**WHAT IS NEEDED:**
Can you pull out every line in the records below that contains the word "chair" and copy each one?
___
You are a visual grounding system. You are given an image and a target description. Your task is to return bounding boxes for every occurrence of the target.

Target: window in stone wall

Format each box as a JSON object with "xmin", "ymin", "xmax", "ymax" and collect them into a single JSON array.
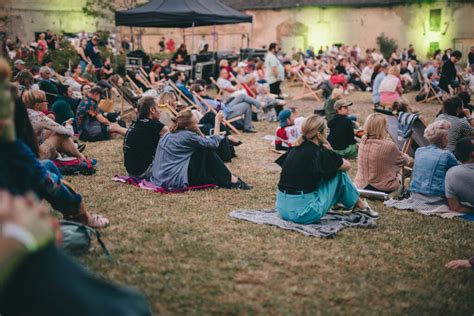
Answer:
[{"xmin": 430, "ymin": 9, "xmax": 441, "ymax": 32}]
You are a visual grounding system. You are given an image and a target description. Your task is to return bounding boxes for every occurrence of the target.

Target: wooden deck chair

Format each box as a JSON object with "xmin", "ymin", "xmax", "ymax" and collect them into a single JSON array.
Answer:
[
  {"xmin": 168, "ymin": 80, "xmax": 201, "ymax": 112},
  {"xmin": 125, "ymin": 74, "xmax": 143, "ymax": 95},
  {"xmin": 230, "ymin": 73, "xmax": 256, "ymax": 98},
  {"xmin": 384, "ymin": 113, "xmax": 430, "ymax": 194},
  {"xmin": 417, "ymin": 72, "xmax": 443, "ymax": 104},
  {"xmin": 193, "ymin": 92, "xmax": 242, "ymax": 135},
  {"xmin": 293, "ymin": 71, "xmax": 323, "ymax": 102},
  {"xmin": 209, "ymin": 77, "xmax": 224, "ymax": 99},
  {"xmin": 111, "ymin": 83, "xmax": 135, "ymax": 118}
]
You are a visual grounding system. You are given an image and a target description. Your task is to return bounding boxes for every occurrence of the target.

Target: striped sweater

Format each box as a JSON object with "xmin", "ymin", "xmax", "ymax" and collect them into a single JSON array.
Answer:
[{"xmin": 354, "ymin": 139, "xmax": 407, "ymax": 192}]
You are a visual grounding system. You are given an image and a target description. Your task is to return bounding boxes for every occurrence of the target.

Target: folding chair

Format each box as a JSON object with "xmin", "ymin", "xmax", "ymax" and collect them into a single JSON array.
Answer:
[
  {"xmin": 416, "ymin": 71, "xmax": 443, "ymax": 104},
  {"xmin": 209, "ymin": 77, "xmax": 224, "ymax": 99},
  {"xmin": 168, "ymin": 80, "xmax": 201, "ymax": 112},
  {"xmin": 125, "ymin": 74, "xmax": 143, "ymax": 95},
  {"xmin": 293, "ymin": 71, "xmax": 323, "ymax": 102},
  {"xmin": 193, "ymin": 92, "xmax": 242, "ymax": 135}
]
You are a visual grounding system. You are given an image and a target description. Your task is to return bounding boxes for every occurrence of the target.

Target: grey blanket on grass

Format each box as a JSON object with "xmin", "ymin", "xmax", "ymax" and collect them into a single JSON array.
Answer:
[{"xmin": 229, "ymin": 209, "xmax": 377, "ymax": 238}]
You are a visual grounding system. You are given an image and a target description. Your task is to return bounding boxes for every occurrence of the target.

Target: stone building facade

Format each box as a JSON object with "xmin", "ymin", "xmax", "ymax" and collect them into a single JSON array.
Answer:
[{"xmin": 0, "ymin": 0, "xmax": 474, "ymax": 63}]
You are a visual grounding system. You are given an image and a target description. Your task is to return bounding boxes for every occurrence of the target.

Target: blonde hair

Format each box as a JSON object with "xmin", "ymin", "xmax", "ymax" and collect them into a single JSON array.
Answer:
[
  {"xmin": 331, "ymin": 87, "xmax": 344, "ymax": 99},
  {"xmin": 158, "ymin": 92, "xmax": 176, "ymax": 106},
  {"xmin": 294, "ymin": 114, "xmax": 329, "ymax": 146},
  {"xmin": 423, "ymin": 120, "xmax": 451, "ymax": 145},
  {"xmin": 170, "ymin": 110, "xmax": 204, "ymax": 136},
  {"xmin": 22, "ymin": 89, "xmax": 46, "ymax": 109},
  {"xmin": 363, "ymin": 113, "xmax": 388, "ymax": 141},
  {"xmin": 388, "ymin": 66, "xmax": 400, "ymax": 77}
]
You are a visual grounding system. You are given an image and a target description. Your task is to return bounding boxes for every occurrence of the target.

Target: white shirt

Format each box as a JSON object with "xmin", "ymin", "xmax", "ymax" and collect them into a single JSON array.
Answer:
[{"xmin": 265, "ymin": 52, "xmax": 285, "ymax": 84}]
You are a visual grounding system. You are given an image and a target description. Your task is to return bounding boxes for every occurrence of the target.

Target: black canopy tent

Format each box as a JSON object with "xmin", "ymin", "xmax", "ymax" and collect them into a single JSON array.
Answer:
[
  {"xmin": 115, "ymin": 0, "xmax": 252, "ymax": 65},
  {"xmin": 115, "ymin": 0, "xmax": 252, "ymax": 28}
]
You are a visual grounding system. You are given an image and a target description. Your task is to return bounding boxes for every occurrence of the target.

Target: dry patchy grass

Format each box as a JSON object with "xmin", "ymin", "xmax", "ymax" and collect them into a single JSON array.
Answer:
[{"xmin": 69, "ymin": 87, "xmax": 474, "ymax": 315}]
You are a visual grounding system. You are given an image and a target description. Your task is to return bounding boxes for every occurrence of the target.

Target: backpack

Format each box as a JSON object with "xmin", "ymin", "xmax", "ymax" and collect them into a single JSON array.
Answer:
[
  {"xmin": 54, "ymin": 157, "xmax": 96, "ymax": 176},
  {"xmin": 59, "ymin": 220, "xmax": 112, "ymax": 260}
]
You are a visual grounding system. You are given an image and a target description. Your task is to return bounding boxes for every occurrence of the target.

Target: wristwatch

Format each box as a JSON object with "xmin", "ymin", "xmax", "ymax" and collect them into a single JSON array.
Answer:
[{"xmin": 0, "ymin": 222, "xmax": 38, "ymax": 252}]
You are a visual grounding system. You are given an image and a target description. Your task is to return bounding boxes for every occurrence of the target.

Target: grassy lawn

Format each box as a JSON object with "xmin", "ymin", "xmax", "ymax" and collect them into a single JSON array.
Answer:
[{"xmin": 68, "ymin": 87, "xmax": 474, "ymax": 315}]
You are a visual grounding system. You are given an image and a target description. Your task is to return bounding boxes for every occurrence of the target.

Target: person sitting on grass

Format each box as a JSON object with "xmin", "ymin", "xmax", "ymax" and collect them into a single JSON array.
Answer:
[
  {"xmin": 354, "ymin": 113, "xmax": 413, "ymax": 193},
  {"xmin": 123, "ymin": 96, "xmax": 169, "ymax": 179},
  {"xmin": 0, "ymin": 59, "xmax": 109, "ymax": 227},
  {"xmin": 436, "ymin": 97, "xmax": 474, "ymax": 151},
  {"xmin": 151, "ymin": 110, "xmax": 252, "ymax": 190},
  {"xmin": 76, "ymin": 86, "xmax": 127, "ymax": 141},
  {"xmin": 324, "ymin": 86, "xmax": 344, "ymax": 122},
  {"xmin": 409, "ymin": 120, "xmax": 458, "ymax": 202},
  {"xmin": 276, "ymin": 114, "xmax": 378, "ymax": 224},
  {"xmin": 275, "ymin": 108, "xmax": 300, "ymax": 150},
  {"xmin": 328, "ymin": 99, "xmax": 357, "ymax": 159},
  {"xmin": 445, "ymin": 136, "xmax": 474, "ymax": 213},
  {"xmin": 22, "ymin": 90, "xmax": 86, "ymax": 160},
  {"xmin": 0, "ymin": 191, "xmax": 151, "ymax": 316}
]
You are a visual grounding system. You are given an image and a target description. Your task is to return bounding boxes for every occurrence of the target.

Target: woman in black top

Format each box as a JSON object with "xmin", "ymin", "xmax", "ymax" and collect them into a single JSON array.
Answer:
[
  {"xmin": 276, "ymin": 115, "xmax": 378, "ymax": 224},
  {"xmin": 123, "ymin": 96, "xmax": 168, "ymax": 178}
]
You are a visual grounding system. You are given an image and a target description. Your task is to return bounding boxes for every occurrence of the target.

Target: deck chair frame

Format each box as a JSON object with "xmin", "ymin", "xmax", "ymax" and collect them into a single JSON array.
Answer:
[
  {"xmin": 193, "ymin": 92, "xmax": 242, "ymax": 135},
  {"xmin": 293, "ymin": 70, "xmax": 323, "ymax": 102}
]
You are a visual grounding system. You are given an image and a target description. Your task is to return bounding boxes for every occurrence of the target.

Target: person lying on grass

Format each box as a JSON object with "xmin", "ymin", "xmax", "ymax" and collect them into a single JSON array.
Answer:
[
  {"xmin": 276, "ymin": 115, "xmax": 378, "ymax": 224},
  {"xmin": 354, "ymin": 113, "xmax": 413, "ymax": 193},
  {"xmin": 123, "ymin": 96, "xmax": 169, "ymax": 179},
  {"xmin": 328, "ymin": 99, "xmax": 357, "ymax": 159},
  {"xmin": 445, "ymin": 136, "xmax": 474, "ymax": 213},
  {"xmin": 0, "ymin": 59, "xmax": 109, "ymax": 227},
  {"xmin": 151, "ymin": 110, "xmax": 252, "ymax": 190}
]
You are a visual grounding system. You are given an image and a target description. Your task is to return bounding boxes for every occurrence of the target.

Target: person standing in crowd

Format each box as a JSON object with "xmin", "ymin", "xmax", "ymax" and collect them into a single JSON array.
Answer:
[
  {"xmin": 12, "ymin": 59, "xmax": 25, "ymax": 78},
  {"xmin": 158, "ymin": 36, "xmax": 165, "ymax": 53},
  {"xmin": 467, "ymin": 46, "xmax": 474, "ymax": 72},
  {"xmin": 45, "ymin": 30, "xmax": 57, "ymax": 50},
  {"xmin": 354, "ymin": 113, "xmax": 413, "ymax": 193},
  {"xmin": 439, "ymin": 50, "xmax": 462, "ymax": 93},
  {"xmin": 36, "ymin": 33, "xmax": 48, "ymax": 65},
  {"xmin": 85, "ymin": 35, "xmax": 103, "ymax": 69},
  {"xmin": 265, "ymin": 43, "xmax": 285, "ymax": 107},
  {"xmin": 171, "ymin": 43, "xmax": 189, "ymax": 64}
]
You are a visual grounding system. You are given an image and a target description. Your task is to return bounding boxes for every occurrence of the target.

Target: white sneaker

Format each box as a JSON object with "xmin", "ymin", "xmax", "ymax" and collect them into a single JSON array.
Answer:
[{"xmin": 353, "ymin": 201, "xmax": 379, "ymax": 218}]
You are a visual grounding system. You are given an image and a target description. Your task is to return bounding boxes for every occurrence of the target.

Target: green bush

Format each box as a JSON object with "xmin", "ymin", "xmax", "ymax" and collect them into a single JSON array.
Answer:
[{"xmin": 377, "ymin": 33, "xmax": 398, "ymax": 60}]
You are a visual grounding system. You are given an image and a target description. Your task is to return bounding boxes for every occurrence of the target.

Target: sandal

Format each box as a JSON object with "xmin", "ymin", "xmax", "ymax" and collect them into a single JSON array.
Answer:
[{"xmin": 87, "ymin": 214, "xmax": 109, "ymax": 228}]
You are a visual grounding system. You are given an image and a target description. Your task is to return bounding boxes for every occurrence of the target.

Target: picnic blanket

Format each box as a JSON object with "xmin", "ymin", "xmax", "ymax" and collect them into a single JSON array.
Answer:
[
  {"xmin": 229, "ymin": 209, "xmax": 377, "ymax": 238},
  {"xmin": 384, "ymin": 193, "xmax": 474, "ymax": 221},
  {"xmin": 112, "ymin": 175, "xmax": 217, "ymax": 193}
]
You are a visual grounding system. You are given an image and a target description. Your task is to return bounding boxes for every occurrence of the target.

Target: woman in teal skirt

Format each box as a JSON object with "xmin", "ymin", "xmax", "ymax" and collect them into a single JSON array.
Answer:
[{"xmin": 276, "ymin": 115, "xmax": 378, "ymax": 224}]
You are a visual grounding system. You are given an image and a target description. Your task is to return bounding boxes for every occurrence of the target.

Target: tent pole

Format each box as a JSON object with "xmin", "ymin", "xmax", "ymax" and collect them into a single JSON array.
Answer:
___
**RESPONSE TO THIS EXERCISE:**
Target: wooden deck chair
Target: folding chair
Target: deck chair frame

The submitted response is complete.